### Task to complete:
In the records below, find the line containing "rose in the photo above."; give it again exactly, along with every line that follows, and nothing else.
- - - - - - -
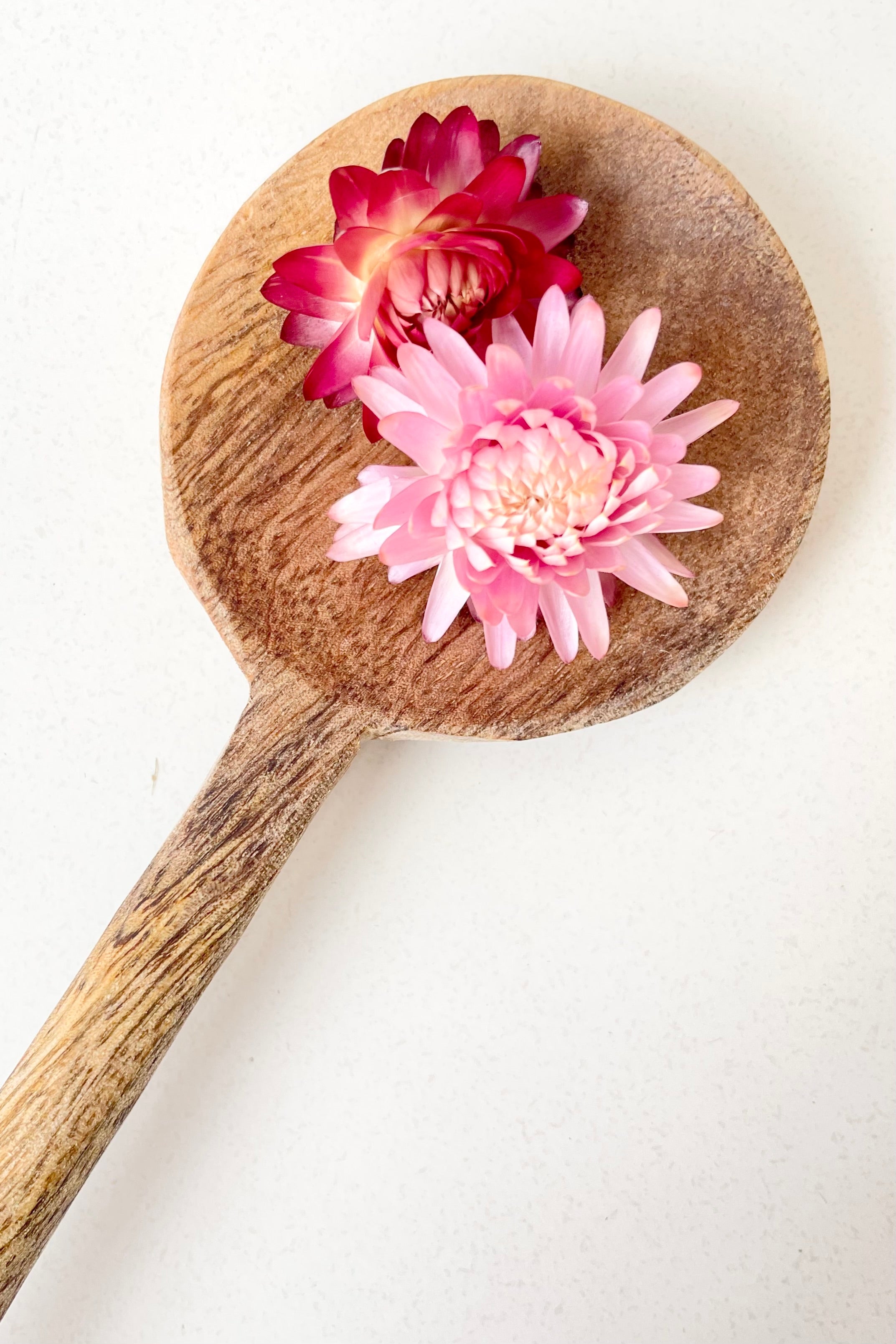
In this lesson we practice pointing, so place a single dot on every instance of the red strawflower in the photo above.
(450, 229)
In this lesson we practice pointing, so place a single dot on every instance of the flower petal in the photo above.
(301, 330)
(500, 643)
(591, 617)
(695, 424)
(454, 354)
(688, 479)
(661, 553)
(285, 295)
(528, 148)
(382, 398)
(399, 199)
(320, 271)
(551, 334)
(499, 187)
(398, 573)
(447, 598)
(581, 362)
(550, 218)
(507, 331)
(346, 358)
(419, 143)
(350, 190)
(559, 620)
(457, 155)
(360, 251)
(508, 380)
(664, 392)
(642, 571)
(433, 386)
(688, 518)
(633, 352)
(421, 439)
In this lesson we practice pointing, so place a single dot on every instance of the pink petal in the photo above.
(690, 479)
(508, 380)
(402, 548)
(499, 189)
(447, 598)
(664, 392)
(362, 506)
(695, 424)
(320, 271)
(356, 543)
(399, 199)
(644, 572)
(419, 143)
(421, 439)
(559, 620)
(551, 334)
(661, 553)
(457, 154)
(688, 518)
(507, 331)
(584, 351)
(346, 358)
(550, 218)
(398, 573)
(301, 330)
(393, 156)
(528, 148)
(591, 617)
(667, 448)
(433, 386)
(382, 398)
(633, 352)
(500, 643)
(350, 190)
(613, 402)
(453, 352)
(399, 509)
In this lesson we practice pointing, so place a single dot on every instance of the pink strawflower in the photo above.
(450, 229)
(541, 476)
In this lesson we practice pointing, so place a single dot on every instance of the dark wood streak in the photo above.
(335, 651)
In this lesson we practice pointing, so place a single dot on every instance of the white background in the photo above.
(576, 1042)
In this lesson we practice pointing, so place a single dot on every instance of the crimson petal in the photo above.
(350, 190)
(457, 154)
(346, 358)
(551, 218)
(320, 271)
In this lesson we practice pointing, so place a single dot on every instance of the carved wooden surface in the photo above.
(251, 468)
(334, 652)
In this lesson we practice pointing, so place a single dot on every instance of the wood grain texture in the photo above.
(251, 468)
(101, 1045)
(332, 651)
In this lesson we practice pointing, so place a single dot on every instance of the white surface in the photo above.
(576, 1042)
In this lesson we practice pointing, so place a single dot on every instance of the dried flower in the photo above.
(541, 476)
(449, 230)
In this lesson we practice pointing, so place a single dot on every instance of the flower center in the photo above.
(541, 491)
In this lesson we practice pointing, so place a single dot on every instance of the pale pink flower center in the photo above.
(539, 491)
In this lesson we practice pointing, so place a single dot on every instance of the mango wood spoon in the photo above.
(332, 652)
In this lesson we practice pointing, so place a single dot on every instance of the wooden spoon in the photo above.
(334, 652)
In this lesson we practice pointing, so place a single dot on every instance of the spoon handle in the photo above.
(99, 1049)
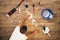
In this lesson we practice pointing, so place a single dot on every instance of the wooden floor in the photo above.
(7, 25)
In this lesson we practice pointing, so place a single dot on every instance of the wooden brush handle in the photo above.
(19, 3)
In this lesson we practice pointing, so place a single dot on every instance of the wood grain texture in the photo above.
(7, 25)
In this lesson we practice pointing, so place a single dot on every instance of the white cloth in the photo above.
(16, 35)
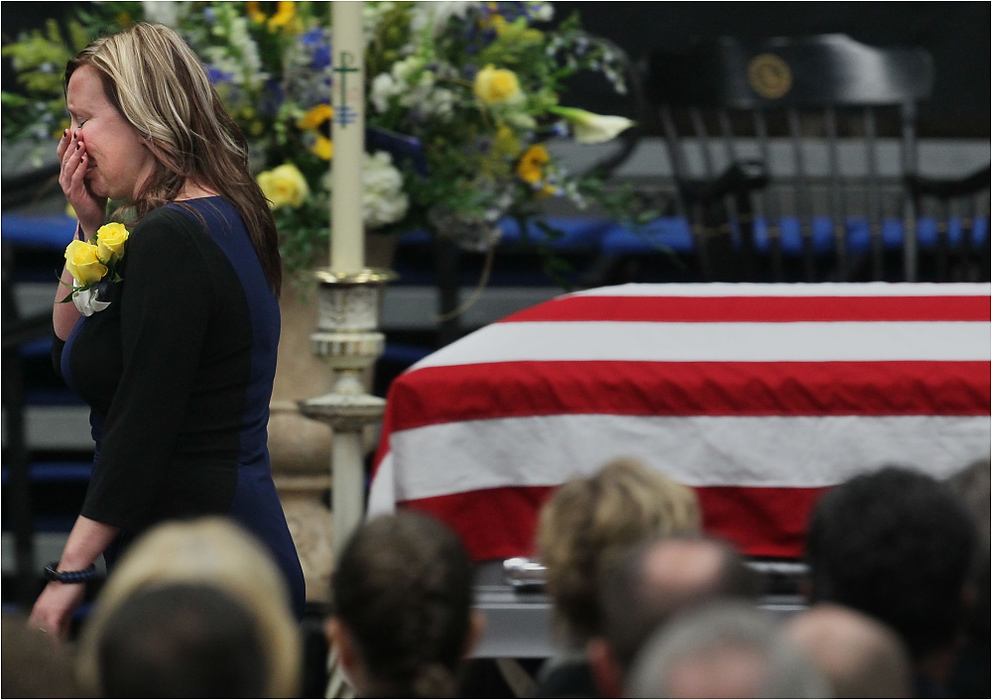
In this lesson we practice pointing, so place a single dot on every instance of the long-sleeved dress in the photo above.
(178, 374)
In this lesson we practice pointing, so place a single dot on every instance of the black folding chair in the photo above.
(791, 156)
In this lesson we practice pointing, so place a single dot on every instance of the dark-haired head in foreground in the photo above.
(182, 641)
(402, 595)
(897, 545)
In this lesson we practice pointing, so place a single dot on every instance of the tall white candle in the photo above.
(348, 133)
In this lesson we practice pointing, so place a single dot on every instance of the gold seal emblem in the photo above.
(769, 75)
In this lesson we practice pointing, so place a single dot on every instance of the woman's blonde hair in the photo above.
(589, 520)
(212, 551)
(158, 85)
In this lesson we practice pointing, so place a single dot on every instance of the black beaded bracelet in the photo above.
(52, 573)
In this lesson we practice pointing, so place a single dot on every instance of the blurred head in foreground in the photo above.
(182, 641)
(213, 552)
(722, 650)
(402, 596)
(640, 592)
(593, 520)
(860, 657)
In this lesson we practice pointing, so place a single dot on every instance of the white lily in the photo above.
(593, 128)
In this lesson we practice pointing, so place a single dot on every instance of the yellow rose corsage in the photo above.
(92, 264)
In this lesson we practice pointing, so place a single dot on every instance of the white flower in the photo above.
(383, 88)
(433, 16)
(86, 300)
(383, 200)
(541, 11)
(593, 128)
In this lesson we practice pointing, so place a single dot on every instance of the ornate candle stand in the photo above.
(347, 340)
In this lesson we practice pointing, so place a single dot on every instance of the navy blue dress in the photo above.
(178, 374)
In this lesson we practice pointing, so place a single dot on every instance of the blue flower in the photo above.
(216, 75)
(272, 98)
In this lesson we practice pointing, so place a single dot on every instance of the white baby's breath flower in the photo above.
(384, 86)
(383, 199)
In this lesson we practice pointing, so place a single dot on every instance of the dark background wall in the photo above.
(956, 33)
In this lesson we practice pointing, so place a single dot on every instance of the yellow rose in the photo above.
(284, 186)
(83, 262)
(497, 86)
(110, 239)
(531, 166)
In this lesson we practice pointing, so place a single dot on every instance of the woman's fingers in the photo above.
(63, 144)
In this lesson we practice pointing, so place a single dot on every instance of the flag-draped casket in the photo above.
(758, 396)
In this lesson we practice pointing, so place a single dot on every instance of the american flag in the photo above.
(758, 396)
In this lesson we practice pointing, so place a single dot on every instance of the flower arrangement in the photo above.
(93, 264)
(462, 101)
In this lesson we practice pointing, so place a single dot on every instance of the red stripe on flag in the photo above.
(434, 395)
(744, 309)
(761, 522)
(501, 523)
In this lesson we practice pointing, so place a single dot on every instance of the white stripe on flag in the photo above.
(825, 289)
(777, 451)
(718, 342)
- - - - - - -
### Exercise solution:
In this lesson we practice pointing, so place a single dot on every instance of the yellow rose in the photo above.
(284, 186)
(83, 262)
(497, 86)
(110, 239)
(531, 166)
In this lesson we practice pointing, so place a single dot on every instance of the woman's fingers in the photo above.
(63, 144)
In this lesson we practice pointing, so place a single dot on every instance of the flag-draped casket in the photo above.
(758, 396)
In this lesson we practice pointing, so place a single dot on every instance of the american flag in the photo above.
(758, 396)
In this lesson we practice pointing, so place a single dot on every instance of the flower arrangement in the photo above.
(93, 264)
(462, 101)
In this lesson we practice pointing, so place a single dot on every instance of the red stripe on flag in the photo above.
(434, 395)
(744, 309)
(761, 522)
(501, 523)
In this lesson we practice pointing, so place a single dot on every instance of the white stripe on flag in the photo above.
(825, 289)
(777, 451)
(718, 342)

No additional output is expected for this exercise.